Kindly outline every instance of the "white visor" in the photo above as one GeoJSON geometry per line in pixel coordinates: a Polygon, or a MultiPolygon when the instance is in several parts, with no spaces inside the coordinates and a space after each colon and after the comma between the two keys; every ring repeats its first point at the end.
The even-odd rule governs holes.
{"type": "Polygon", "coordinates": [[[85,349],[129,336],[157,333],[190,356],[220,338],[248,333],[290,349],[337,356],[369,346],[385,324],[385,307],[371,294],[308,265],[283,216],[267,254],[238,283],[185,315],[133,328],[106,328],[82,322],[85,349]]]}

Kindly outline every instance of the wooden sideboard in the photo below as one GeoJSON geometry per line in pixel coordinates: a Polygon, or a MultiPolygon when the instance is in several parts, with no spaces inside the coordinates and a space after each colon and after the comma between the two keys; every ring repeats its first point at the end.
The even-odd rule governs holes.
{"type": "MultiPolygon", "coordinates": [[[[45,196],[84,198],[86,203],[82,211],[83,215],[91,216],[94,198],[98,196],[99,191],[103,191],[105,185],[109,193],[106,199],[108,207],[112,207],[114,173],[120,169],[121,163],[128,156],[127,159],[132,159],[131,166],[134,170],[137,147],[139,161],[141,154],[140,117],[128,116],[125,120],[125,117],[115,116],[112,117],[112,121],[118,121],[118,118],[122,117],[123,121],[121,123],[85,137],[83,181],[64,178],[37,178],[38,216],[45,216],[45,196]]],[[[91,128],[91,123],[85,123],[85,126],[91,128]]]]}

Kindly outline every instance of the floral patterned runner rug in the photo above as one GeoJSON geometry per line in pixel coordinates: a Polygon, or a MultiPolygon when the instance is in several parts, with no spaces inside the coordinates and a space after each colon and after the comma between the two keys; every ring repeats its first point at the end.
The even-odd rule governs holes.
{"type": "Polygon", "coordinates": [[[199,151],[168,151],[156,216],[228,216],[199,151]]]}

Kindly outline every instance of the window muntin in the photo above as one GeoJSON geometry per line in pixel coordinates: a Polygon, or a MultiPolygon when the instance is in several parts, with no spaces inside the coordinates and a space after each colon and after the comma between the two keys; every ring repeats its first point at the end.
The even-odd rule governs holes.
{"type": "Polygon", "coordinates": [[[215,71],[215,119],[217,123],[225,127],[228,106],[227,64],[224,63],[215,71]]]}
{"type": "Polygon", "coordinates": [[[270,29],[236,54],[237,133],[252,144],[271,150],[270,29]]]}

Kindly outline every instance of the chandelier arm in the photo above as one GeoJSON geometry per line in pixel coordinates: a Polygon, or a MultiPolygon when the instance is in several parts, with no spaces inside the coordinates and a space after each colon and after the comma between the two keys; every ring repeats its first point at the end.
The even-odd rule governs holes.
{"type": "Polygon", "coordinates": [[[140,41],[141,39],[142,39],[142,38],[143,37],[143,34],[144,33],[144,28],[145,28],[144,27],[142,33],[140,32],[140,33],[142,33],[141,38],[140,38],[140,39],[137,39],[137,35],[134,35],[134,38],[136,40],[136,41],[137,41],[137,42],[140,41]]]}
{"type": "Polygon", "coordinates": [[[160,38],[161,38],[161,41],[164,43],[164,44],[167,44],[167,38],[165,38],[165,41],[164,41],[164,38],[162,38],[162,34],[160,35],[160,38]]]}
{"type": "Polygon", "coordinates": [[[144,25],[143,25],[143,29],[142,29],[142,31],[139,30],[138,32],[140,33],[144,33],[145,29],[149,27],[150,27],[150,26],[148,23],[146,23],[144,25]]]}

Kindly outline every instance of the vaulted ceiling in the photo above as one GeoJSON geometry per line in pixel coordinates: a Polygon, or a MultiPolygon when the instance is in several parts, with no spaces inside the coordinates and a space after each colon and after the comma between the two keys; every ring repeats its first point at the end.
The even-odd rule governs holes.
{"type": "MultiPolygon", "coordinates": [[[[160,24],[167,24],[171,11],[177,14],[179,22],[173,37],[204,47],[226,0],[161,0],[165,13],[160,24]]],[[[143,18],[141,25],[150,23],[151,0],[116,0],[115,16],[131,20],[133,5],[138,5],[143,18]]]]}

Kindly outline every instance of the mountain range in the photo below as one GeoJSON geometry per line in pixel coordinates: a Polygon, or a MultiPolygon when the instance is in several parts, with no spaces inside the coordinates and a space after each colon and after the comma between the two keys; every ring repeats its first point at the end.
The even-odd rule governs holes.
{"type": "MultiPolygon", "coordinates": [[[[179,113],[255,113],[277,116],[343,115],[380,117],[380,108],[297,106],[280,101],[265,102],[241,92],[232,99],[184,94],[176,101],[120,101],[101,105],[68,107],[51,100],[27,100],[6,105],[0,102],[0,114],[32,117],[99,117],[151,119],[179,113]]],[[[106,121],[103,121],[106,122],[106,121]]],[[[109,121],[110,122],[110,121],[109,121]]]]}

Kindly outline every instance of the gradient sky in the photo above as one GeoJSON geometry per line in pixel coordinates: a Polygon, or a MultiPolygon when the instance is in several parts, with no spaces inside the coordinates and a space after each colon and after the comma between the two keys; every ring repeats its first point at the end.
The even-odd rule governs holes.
□ □ □ □ □
### Brief
Turn all the lines above into a numbered list, leaving out the blank ones.

### Output for this exercise
1. Kindly outline every instance of the "white visor" in the photo above as one GeoJSON geometry per line in pixel coordinates: a Polygon, or a MultiPolygon when the instance is in several parts, with no spaces inside the coordinates and a space after each colon and after the comma between the two keys; every ring repeats its first point at the end.
2. The even-odd rule governs holes.
3. {"type": "Polygon", "coordinates": [[[85,349],[129,336],[157,333],[190,356],[220,338],[248,333],[290,349],[337,356],[369,346],[385,324],[385,307],[371,294],[308,265],[283,216],[267,254],[238,283],[185,315],[133,328],[106,328],[82,322],[85,349]]]}
4. Kindly outline every instance of the wooden sideboard in the photo below as one GeoJSON geometry per line in pixel coordinates: a Polygon, or a MultiPolygon when the instance is in several parts, with no spaces inside the coordinates and a space after each colon and after the comma between the two keys; every ring repeats its first point at the end.
5. The even-odd rule governs holes.
6. {"type": "MultiPolygon", "coordinates": [[[[45,196],[84,198],[86,203],[82,211],[83,215],[91,216],[94,198],[98,196],[99,191],[103,191],[105,185],[109,193],[106,199],[108,207],[112,207],[114,173],[120,169],[121,163],[128,156],[127,159],[132,159],[131,166],[134,170],[137,147],[139,161],[141,154],[140,117],[128,116],[125,120],[125,117],[115,116],[112,117],[112,121],[118,121],[118,118],[122,117],[123,121],[121,123],[85,137],[83,181],[64,178],[37,178],[38,216],[45,216],[45,196]]],[[[91,128],[91,123],[85,123],[85,126],[91,128]]]]}
7. Kindly outline every instance of the floral patterned runner rug in the photo above as one GeoJSON geometry per line in pixel coordinates: a Polygon, or a MultiPolygon when the instance is in several parts, with no spaces inside the coordinates and a space after each colon and after the comma between the two keys; every ring repeats its first point at the end.
8. The even-odd rule governs holes.
9. {"type": "Polygon", "coordinates": [[[199,151],[168,151],[156,216],[228,216],[199,151]]]}
10. Kindly outline every instance of the window muntin in the photo above as one GeoJSON geometry per line in pixel coordinates: a Polygon, or a MultiPolygon when the instance is in several parts, with no spaces inside the coordinates and a space after each colon and after the comma between the two keys; every ring repeats its first point at the end.
11. The even-odd rule governs holes.
12. {"type": "Polygon", "coordinates": [[[215,71],[215,119],[217,123],[225,127],[228,106],[227,64],[224,63],[215,71]]]}
13. {"type": "Polygon", "coordinates": [[[270,29],[236,54],[237,133],[252,144],[271,150],[270,29]]]}
14. Kindly outline every instance of the chandelier arm in the photo above as one GeoJSON geometry per line in pixel coordinates: a Polygon, or a MultiPolygon when the instance is in several parts, with no spaces inside the coordinates and a space after each colon and after the comma between the two keys; every ring repeats its first point at the end.
15. The even-odd rule governs holes.
16. {"type": "Polygon", "coordinates": [[[140,41],[141,39],[142,39],[142,38],[143,37],[143,34],[144,33],[144,28],[145,28],[144,27],[142,33],[140,32],[140,33],[142,33],[141,38],[140,38],[140,39],[137,39],[137,35],[134,35],[134,38],[136,40],[136,41],[137,41],[137,42],[140,41]]]}
17. {"type": "Polygon", "coordinates": [[[160,38],[161,38],[161,41],[164,43],[164,44],[167,44],[167,38],[165,38],[165,41],[164,41],[164,38],[162,38],[162,34],[160,35],[160,38]]]}
18. {"type": "Polygon", "coordinates": [[[144,25],[143,25],[143,29],[142,29],[142,31],[139,30],[138,32],[140,33],[144,33],[145,29],[149,27],[150,27],[150,26],[148,23],[146,23],[144,25]]]}
19. Kindly outline every instance of the vaulted ceiling in the photo above as one GeoJSON geometry per line in pixel coordinates: a Polygon, or a MultiPolygon when the instance is in several parts, with no spaces inside the coordinates and a space after each colon and after the comma between the two keys; every ring repeats its first point at the end.
20. The even-odd rule governs holes.
21. {"type": "MultiPolygon", "coordinates": [[[[160,24],[167,24],[171,11],[177,14],[179,22],[173,37],[204,47],[226,0],[161,0],[165,13],[160,24]]],[[[143,18],[141,25],[150,23],[151,0],[116,0],[115,16],[131,20],[133,5],[138,5],[143,18]]]]}
22. Kindly outline every instance of the mountain range in the photo below as one GeoJSON geometry per line in pixel coordinates: a Polygon, or a MultiPolygon when the instance is in several parts, with no spaces inside the coordinates and a space after each colon and after the comma between the two keys; every ring repeats its first point at the end.
23. The even-odd rule governs holes.
24. {"type": "MultiPolygon", "coordinates": [[[[179,113],[255,113],[277,116],[343,115],[380,117],[380,108],[297,106],[280,101],[265,102],[241,92],[232,99],[184,94],[176,101],[120,101],[101,105],[68,107],[51,100],[27,100],[6,105],[0,102],[0,114],[32,117],[99,117],[151,119],[179,113]]],[[[106,121],[103,121],[106,122],[106,121]]],[[[109,121],[110,122],[110,121],[109,121]]]]}
25. Kindly outline every instance of the gradient sky in the photo above as one GeoJSON geometry per line in pixel coordinates: a Polygon, or a MultiPolygon when the instance is in several parts, with no spaces inside the coordinates and a space after each colon and after the comma between the two keys; every ring repeats its first point at the end.
26. The even-odd rule governs holes.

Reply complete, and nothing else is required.